■ Problem description:
Copy out every entry below character for character, with no changes.

■ Data to examine:
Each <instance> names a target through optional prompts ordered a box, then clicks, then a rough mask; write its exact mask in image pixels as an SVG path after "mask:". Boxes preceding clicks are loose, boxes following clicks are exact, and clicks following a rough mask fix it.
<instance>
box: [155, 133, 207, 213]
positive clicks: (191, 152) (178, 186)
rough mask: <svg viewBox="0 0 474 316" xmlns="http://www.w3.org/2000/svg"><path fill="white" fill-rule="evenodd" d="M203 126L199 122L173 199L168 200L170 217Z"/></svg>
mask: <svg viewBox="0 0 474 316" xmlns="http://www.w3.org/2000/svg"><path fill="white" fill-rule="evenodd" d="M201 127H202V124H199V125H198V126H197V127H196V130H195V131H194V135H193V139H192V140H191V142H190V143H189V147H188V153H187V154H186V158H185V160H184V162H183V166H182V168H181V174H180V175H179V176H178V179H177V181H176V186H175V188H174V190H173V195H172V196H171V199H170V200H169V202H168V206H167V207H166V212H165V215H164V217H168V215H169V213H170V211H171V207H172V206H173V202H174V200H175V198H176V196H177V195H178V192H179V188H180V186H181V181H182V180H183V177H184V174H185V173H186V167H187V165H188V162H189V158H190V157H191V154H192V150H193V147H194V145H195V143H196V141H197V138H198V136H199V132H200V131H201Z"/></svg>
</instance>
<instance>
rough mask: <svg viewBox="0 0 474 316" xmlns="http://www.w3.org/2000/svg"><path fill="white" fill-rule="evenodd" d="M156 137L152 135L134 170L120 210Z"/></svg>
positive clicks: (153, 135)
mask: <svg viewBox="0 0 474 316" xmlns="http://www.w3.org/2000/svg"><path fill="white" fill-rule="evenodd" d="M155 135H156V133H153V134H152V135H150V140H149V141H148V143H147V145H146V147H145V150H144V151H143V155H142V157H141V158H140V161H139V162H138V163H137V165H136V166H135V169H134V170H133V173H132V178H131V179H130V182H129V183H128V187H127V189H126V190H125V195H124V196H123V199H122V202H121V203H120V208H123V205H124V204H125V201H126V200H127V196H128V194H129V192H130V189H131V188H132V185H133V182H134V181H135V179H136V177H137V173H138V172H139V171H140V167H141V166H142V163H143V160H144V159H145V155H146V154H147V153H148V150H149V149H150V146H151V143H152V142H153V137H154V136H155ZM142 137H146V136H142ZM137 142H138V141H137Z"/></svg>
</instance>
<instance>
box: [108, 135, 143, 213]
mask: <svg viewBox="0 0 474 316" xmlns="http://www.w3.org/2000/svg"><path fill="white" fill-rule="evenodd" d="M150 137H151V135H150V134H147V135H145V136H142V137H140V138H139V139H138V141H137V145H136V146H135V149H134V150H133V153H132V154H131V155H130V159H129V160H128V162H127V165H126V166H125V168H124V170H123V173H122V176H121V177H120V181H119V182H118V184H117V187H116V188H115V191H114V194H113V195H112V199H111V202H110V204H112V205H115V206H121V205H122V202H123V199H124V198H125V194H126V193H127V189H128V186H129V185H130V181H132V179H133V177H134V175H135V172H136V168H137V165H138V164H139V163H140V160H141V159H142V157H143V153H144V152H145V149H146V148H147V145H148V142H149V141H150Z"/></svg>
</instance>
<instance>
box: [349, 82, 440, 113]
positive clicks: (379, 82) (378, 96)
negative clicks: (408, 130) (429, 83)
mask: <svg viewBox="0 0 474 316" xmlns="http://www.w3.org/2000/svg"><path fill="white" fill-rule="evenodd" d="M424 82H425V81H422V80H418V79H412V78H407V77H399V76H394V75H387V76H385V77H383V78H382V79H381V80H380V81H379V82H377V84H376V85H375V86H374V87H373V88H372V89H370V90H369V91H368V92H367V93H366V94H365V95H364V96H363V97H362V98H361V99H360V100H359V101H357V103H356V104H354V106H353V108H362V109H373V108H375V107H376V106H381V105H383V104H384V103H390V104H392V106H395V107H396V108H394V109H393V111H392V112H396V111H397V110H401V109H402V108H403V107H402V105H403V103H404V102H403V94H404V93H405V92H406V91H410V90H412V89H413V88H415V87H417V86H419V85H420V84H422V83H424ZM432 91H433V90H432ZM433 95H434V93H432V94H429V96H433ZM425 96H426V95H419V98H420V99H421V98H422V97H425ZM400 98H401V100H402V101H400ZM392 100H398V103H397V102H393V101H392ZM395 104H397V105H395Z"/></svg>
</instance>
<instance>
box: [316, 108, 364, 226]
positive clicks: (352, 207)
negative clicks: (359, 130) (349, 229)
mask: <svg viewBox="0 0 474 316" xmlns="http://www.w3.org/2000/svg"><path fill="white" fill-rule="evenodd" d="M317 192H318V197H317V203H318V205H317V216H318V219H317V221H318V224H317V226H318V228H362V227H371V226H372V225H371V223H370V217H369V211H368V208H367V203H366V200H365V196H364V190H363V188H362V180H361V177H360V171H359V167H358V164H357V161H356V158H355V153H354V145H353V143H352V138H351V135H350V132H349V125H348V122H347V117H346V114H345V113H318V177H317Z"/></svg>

■ Exercise response:
Each <instance> names a target through optional prompts ordered a box, then clicks, then a rough mask; write its exact mask in image pixels as an SVG path after "mask:". Boxes preceding clicks are loose, boxes following clicks are exact, and clicks following a rough mask fix it.
<instance>
box: [155, 133, 207, 213]
positive clicks: (191, 152) (178, 186)
rough mask: <svg viewBox="0 0 474 316" xmlns="http://www.w3.org/2000/svg"><path fill="white" fill-rule="evenodd" d="M203 126L199 122L173 199L168 200L170 217Z"/></svg>
mask: <svg viewBox="0 0 474 316" xmlns="http://www.w3.org/2000/svg"><path fill="white" fill-rule="evenodd" d="M201 127H202V124H199V125H198V126H197V127H196V130H195V131H194V135H193V139H192V140H191V142H190V143H189V147H188V153H187V154H186V158H185V160H184V162H183V166H182V168H181V174H180V175H179V176H178V179H177V181H176V186H175V188H174V190H173V195H172V196H171V199H170V200H169V202H168V206H167V207H166V212H165V215H164V217H168V215H169V213H170V211H171V207H172V206H173V202H174V200H175V198H176V196H177V195H178V192H179V188H180V186H181V181H182V180H183V177H184V174H185V173H186V167H187V165H188V162H189V158H190V157H191V154H192V150H193V147H194V145H195V143H196V141H197V138H198V136H199V132H200V131H201Z"/></svg>
</instance>
<instance>
rough mask: <svg viewBox="0 0 474 316" xmlns="http://www.w3.org/2000/svg"><path fill="white" fill-rule="evenodd" d="M156 137L152 135L134 170L120 210Z"/></svg>
positive clicks: (153, 135)
mask: <svg viewBox="0 0 474 316" xmlns="http://www.w3.org/2000/svg"><path fill="white" fill-rule="evenodd" d="M155 135H156V133H153V134H152V135H150V140H149V141H148V143H147V145H146V147H145V150H144V151H143V155H142V157H141V158H140V161H139V162H138V163H137V165H136V166H135V169H134V170H133V173H132V178H131V179H130V182H129V183H128V187H127V189H126V190H125V195H124V196H123V199H122V202H121V203H120V208H123V205H124V204H125V201H126V200H127V196H128V194H129V192H130V189H131V188H132V185H133V182H134V181H135V179H136V177H137V173H138V172H139V171H140V167H141V166H142V163H143V160H144V159H145V155H146V154H147V153H148V150H149V149H150V146H151V143H152V142H153V137H154V136H155ZM142 137H146V136H142ZM137 142H138V141H137Z"/></svg>
</instance>
<instance>
box: [108, 135, 143, 213]
mask: <svg viewBox="0 0 474 316" xmlns="http://www.w3.org/2000/svg"><path fill="white" fill-rule="evenodd" d="M150 137H151V135H150V134H147V135H145V136H142V137H140V138H139V139H138V141H137V145H136V146H135V149H134V150H133V153H132V154H131V155H130V159H129V160H128V162H127V165H126V166H125V168H124V170H123V173H122V176H121V177H120V181H119V182H118V184H117V187H116V188H115V191H114V194H113V195H112V199H111V202H110V204H112V205H115V206H121V205H122V202H123V199H124V198H125V194H126V193H127V189H128V186H129V185H130V181H132V179H133V177H134V175H135V172H136V168H137V165H138V164H139V163H140V160H141V159H142V157H143V153H144V152H145V149H146V148H147V145H148V142H149V141H150Z"/></svg>
</instance>
<instance>
box: [349, 82, 440, 113]
positive clicks: (379, 82) (378, 96)
negative clicks: (408, 130) (429, 83)
mask: <svg viewBox="0 0 474 316" xmlns="http://www.w3.org/2000/svg"><path fill="white" fill-rule="evenodd" d="M424 82H425V81H422V80H418V79H412V78H407V77H399V76H394V75H387V76H385V77H383V78H382V79H381V80H380V81H379V82H377V84H376V85H375V86H374V87H373V88H372V89H370V90H369V91H368V92H367V93H366V94H365V95H364V96H363V97H362V98H361V99H360V100H359V101H357V103H356V104H354V106H353V108H362V109H373V108H375V107H376V106H381V105H383V104H384V103H390V104H392V106H395V107H396V108H394V109H393V111H392V112H396V111H397V110H401V109H402V108H403V107H402V105H403V103H404V102H403V94H404V93H405V92H406V91H410V90H412V89H413V88H415V87H417V86H419V85H420V84H422V83H424ZM432 91H433V90H432ZM433 95H434V93H432V94H429V96H433ZM425 96H426V95H419V98H420V99H421V98H422V97H425ZM400 98H401V100H402V101H400ZM392 100H398V103H397V102H393V101H392ZM395 104H397V105H395Z"/></svg>
</instance>
<instance>
box: [316, 108, 364, 226]
positive clicks: (352, 207)
negative clicks: (359, 130) (349, 229)
mask: <svg viewBox="0 0 474 316" xmlns="http://www.w3.org/2000/svg"><path fill="white" fill-rule="evenodd" d="M317 192H318V197H317V203H318V205H317V216H318V219H317V221H318V224H317V226H318V228H362V227H371V226H372V225H371V223H370V217H369V211H368V208H367V203H366V200H365V196H364V190H363V188H362V180H361V177H360V171H359V167H358V164H357V161H356V158H355V153H354V145H353V143H352V138H351V135H350V132H349V125H348V122H347V117H346V114H345V113H318V177H317Z"/></svg>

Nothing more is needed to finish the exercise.